(Stored data entries)
━━━━━━━━━━

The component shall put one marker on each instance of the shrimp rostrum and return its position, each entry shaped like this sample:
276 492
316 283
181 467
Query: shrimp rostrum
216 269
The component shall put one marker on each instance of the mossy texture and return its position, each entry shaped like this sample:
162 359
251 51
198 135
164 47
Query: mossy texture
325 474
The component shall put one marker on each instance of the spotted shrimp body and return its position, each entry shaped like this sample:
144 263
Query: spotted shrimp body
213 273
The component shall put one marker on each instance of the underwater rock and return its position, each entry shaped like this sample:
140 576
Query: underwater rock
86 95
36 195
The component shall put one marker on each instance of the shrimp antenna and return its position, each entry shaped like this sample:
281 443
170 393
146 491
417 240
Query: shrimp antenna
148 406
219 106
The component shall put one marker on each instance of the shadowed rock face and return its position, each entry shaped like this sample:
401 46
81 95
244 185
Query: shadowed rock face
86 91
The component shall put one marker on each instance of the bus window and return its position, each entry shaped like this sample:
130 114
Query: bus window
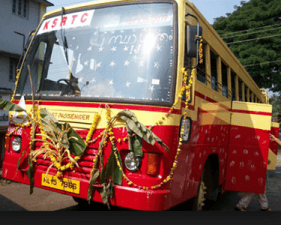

━━━━━━━━━━

Return every line of the data above unchanged, leaving out the pictures.

The component shall put one marker on each instance of the shrimp rostrum and return its position, each entry shaped like this sample:
276 492
316 283
181 467
Query: shrimp rostrum
216 269
The component shall put one marker on each instance of the mossy texture and return its position, each entry shaped like this sample:
162 359
251 51
198 135
164 47
Query: mossy texture
325 474
The component shall put one marker on each instance of the spotted shrimp body and return its position, each entry shaped like this sample:
144 263
Query: spotted shrimp body
213 273
The component shall put one marker on each instance of the underwater rock and return its position, each entry shaped like this sample:
140 576
Query: underwater rock
86 95
36 195
The component shall put one marker on each instance of the shrimp antenna and return its position, each entry shaped like this sample:
281 443
170 393
146 491
417 240
Query: shrimp antenna
148 406
219 106
The component shall put one marker on each instance of the shadowed rock face and return its position, each entry shaped like this sample:
401 46
81 95
244 185
Query: shadowed rock face
86 91
The component shall put one marker on each instance of the bus window and return its position, each entry shaped like this sample:
130 114
Query: bus window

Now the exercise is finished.